- _Problem to work on_:
Everything from the line containing "find white football jersey" through the final line of the records must be transcribed verbatim; nothing else belongs in the result.

- _Excerpted data_:

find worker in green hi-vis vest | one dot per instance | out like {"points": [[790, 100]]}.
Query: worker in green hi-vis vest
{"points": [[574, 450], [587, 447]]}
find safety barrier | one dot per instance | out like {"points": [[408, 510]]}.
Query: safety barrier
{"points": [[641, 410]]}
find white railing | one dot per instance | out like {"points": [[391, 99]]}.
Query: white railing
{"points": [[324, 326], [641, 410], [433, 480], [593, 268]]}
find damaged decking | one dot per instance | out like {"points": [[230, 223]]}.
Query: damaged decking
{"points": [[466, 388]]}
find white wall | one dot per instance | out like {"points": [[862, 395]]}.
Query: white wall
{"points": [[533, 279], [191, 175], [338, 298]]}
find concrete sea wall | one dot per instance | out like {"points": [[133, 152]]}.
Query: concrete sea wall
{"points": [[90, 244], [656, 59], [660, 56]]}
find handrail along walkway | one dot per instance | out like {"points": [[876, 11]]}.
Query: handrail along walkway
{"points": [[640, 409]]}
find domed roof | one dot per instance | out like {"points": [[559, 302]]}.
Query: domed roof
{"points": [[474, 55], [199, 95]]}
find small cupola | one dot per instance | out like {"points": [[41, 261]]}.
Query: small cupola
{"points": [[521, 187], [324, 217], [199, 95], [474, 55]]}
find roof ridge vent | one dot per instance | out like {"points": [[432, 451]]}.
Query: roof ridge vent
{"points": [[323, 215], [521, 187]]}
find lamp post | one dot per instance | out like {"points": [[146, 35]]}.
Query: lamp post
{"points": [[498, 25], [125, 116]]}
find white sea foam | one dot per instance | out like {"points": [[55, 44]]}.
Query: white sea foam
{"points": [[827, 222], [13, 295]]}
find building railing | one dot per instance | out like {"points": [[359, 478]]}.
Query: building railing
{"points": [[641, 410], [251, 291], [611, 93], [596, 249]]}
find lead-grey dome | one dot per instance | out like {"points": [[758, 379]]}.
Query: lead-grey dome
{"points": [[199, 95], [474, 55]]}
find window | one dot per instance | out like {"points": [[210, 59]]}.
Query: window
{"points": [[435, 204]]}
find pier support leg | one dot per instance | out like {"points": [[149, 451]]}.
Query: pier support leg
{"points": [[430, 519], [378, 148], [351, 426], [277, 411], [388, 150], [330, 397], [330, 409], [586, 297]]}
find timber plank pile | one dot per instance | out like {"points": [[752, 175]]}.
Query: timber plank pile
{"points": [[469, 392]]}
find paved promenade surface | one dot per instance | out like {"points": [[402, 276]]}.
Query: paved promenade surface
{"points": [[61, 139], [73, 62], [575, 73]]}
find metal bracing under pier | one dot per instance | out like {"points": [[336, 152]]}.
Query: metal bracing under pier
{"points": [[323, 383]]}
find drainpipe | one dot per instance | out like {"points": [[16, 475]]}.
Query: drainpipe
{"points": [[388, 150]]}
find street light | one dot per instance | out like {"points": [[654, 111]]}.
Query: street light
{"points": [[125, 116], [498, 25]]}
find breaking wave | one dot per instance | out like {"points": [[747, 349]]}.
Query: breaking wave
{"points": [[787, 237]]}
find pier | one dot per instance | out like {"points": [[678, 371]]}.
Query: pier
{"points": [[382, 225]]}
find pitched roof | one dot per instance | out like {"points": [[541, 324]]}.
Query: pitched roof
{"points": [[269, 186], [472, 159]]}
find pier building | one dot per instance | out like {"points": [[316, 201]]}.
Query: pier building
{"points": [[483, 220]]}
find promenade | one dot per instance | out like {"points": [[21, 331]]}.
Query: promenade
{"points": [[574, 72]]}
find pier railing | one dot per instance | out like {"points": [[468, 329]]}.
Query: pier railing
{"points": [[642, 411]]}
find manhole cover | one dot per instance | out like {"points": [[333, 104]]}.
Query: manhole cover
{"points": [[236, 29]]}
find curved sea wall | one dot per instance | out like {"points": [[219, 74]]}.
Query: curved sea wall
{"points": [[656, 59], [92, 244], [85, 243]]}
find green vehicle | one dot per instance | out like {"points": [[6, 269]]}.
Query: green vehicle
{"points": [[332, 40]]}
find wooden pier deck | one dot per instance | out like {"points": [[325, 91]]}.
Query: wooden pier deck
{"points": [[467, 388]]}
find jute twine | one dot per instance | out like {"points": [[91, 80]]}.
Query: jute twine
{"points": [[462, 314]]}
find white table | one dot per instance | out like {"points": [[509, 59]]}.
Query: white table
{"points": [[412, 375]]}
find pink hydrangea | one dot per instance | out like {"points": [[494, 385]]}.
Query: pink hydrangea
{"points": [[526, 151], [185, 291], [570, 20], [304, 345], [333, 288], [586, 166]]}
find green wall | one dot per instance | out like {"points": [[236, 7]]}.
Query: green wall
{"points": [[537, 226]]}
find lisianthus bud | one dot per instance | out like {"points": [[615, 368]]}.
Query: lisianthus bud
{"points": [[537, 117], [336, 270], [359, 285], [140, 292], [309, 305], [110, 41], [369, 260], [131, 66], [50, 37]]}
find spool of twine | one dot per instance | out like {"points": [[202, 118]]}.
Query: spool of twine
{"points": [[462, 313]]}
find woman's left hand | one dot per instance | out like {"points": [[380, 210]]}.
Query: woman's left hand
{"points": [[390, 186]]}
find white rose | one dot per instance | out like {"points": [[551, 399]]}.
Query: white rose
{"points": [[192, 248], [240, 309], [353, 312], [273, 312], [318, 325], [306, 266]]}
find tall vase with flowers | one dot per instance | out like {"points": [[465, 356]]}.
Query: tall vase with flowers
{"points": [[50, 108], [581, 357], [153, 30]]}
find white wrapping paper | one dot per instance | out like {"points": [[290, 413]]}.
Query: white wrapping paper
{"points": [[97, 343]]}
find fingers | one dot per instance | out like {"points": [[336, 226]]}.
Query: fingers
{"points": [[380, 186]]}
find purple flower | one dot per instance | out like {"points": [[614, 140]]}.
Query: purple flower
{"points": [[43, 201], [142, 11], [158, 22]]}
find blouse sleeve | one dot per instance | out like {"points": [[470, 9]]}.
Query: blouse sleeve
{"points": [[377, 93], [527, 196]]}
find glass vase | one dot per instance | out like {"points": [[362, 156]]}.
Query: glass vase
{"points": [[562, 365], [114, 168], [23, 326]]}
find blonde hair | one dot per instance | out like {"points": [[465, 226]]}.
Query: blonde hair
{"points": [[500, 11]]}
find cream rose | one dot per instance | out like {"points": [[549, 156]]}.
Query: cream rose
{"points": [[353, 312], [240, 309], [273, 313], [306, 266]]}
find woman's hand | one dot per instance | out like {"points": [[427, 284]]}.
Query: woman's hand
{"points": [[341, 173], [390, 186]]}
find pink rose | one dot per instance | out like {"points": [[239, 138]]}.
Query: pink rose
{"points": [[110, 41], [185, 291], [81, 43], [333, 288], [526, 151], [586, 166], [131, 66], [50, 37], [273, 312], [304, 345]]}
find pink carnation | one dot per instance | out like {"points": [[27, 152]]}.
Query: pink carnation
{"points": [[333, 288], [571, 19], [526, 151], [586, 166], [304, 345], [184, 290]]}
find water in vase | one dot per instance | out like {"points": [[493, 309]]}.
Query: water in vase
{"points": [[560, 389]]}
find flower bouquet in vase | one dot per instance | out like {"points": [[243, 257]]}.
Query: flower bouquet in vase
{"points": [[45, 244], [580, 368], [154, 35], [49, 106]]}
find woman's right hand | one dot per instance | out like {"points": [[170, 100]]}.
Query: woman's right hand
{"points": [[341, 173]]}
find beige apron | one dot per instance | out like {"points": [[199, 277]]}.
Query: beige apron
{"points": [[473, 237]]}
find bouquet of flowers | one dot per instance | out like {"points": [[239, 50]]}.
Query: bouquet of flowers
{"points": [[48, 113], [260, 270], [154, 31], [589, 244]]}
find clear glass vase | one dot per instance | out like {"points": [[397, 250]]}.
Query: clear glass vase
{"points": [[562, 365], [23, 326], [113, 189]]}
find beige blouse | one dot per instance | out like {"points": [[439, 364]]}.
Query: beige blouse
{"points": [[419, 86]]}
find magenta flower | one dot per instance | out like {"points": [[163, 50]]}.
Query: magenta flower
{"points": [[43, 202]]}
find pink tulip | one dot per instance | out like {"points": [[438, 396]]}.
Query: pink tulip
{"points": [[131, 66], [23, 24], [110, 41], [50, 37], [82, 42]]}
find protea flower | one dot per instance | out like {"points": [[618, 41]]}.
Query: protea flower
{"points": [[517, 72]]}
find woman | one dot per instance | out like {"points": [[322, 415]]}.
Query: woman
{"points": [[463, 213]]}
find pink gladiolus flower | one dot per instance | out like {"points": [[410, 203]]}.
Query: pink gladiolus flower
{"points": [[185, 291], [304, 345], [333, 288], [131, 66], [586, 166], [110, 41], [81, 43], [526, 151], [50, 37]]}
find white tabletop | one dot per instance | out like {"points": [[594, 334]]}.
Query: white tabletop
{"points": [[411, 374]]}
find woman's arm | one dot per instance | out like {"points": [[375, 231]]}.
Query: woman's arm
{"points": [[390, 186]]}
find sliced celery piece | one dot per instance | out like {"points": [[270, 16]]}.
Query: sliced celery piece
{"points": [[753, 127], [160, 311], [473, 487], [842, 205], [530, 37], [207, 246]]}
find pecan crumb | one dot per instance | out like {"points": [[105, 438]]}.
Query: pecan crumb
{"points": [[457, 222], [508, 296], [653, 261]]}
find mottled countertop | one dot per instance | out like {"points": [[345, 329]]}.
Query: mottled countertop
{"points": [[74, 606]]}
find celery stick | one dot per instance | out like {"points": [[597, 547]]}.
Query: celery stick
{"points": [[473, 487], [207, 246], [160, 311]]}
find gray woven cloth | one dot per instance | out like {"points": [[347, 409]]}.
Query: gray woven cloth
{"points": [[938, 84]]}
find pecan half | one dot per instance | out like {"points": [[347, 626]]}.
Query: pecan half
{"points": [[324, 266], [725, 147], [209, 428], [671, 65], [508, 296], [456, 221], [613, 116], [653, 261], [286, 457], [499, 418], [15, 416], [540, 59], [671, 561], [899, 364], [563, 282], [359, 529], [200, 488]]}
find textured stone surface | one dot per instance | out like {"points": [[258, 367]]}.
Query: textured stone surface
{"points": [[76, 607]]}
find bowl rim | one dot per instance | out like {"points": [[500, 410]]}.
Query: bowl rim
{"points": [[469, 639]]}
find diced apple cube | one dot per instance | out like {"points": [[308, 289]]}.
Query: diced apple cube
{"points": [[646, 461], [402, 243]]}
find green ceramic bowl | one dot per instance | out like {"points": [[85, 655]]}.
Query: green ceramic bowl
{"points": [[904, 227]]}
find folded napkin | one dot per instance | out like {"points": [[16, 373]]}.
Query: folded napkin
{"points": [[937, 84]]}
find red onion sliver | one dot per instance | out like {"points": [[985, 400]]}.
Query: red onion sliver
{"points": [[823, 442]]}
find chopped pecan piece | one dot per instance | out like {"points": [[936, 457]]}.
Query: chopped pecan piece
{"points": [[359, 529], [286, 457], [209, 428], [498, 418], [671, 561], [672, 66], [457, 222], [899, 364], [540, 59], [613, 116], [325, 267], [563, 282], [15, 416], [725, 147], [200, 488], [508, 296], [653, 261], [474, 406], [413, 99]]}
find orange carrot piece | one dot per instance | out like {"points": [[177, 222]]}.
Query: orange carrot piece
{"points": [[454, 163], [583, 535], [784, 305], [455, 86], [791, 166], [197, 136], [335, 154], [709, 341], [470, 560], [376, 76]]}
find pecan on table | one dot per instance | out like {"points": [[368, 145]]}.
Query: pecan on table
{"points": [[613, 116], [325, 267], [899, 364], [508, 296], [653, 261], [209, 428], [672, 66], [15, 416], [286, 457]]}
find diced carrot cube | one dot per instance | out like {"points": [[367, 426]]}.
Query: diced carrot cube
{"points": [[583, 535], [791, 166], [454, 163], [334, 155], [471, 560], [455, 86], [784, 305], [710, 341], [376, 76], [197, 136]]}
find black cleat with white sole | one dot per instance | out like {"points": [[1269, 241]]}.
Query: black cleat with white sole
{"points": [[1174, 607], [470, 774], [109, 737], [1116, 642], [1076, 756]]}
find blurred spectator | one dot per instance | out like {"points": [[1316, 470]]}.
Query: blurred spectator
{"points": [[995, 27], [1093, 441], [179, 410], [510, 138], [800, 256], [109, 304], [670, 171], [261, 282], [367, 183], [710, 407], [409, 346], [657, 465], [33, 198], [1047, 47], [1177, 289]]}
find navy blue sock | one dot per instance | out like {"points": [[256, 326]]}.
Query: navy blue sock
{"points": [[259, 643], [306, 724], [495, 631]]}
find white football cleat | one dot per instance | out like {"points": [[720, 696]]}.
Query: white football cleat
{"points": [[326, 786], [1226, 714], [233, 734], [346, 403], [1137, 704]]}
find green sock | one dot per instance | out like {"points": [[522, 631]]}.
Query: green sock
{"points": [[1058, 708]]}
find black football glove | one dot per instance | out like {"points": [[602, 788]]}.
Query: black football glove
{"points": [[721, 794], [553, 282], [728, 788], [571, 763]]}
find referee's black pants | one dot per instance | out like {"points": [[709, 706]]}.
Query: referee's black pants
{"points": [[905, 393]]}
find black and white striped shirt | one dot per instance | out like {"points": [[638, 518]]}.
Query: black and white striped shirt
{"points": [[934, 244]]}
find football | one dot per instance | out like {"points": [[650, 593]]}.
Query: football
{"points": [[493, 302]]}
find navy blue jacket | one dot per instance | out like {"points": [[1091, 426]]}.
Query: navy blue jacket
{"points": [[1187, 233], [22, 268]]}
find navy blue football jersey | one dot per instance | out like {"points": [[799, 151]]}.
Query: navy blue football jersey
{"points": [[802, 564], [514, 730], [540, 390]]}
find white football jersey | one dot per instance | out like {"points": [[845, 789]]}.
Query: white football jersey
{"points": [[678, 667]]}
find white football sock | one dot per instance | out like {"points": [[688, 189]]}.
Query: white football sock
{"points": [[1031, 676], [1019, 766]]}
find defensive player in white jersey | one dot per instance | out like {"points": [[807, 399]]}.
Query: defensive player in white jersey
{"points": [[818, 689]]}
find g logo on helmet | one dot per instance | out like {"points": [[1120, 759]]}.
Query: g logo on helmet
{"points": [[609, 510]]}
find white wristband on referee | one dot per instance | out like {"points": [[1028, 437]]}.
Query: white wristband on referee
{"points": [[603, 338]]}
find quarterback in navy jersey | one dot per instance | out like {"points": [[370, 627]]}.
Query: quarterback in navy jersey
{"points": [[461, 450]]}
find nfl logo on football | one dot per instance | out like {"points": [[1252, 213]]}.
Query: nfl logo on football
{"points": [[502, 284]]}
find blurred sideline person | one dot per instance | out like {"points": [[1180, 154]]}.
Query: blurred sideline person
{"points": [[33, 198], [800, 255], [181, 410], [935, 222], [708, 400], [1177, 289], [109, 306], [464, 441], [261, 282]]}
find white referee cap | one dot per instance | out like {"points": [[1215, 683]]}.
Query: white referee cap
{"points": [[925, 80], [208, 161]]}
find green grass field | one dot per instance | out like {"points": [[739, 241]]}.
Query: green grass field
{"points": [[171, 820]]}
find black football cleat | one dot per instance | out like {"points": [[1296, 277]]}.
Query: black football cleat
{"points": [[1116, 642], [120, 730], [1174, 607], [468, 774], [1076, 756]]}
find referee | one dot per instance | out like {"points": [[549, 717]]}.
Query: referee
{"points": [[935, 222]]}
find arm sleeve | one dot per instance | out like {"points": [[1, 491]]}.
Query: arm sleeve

- _Answer for this exercise_:
find white football jersey | one dot per instance | out like {"points": [[845, 789]]}.
Query: white football jersey
{"points": [[678, 667]]}
find white football sock | one dot per instance | out like {"points": [[688, 189]]}.
Query: white football sock
{"points": [[1031, 676], [1019, 766]]}
find defensive player in white jersey | one dot per instance | out like {"points": [[807, 399]]}.
Query: defensive player in white jersey
{"points": [[818, 689]]}
find g logo on helmet | one dot per instance | out like {"points": [[1120, 759]]}.
Query: g logo on helmet
{"points": [[609, 510]]}
find white wristband on referee | one dot per instance | out like {"points": [[1028, 437]]}.
Query: white wristband on referee
{"points": [[603, 338]]}
find quarterback in navy jersey | one dot per instance | out like {"points": [[370, 627]]}.
Query: quarterback in navy jersey
{"points": [[461, 450]]}
find nfl logo on football | one dot per instance | out like {"points": [[1252, 213]]}.
Query: nfl logo on football
{"points": [[502, 284]]}
find blurred sideline person | one dot per instance | out like {"points": [[1180, 154]]}.
Query: blurred sideline person
{"points": [[33, 198], [800, 255], [181, 410], [935, 222], [708, 400], [1177, 289], [109, 306], [464, 441], [261, 282]]}
find white referee cap | one dot per instance | out like {"points": [[1215, 683]]}.
Query: white referee cap
{"points": [[925, 80], [208, 161]]}
find green grass field | one dot per instance | out like {"points": [[739, 241]]}.
Query: green grass field
{"points": [[171, 820]]}
find black football cleat | one dot per instance | out like {"points": [[1296, 277]]}.
Query: black football cleat
{"points": [[1116, 642], [120, 730], [1174, 607], [468, 774], [1076, 756]]}
find referee | one dot per instance | out like {"points": [[549, 717]]}.
Query: referee
{"points": [[935, 222]]}
find arm sleeve | one dot per instance | out like {"points": [[1, 491]]}.
Query: arm sleeve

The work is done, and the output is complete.